» TASKS FOR THIS EXERCISE
1. In the thread on switching to C++, what does glibc heavily use for the one-liner inlines?
2. Please copy out the stretch of the thread on switching to C++ from "Re: Switching to" through "those by default).".

» GIVEN PASSAGE
+ + + +

Re: Switching to C++ by default in 4.8

Chiheng Xu Thu, 12 Apr 2012 02:28:35 -0700

On Wed, Apr 11, 2012 at 10:24 AM, Lawrence Crowl <cr...@google.com> wrote:
> On 4/10/12, Jakub Jelinek <ja...@redhat.com> wrote:
>> That when stepping through code in the debugger you keep
>> enterring/exiting these one liner inlines, most of them really
>> should be at least by default considered just as normal statements
>> (e.g. glibc heavily uses artificial attribute for those, still
>> gdb doesn't hide those by default).
>
> You do want to step into those inline functions, except when you do.
> In the short term, we can make the debugger behave as though they did
> not exist.  In the longer term, we really want debugging tools that
> help C++ programmers.  One way to get there is to use C++ ourselves.
>
>> > The above is just quickly cooked up examples. A carefully
>> > designed C++ based API can be self documenting and make the
>> > client code very readable. It is hard to believe that there is
>> > no room for improvement in GCC.
>>
>> Do you have examples?  E.g. I haven't touched gold, because,
>> while it is a new C++ codebase, looks completely unreadable to
>> me, similarly libdw C++ stuff.  A carefully designed C based API
>> can be self documenting and make the code very readable as well,
>> often more so.
>
> If you just look at any decently sized code base, it'll look pretty
> much unreadable.  The question is how quickly can someone who learns
> the base vocabulary can produce reasonable modifications.
>
> There are many places where C++ can help substantially.  For example:
>
> () The C++ postfix member function call syntax means that following
> a chain of attributes is a linear read of the expression.  With C
> function call syntax, you need to read the expression inside out.
>
> () C++ has both overloaded functions and member functions, so you can
> use the same verb to talk about several different kinds of objects.
> With C function names, we have to invent a new function name for
> each type.  Such names are longer and burden both the author and
> the reader of the code.
>
> () Standard C++ idioms enable mashing program components with ease.

+ + + +

» GIVEN DATA
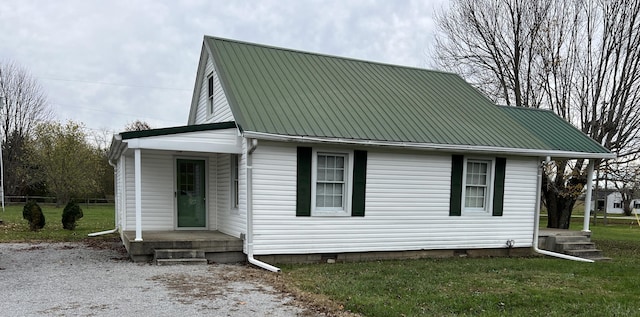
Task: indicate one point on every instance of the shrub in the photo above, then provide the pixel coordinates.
(33, 213)
(71, 213)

+ + + +

» RESULTS IN ORDER
1. The artificial attribute.

2.
Re: Switching to C++ by default in 4.8

Chiheng Xu Thu, 12 Apr 2012 02:28:35 -0700

On Wed, Apr 11, 2012 at 10:24 AM, Lawrence Crowl <cr...@google.com> wrote:
> On 4/10/12, Jakub Jelinek <ja...@redhat.com> wrote:
>> That when stepping through code in the debugger you keep
>> enterring/exiting these one liner inlines, most of them really
>> should be at least by default considered just as normal statements
>> (e.g. glibc heavily uses artificial attribute for those, still
>> gdb doesn't hide those by default).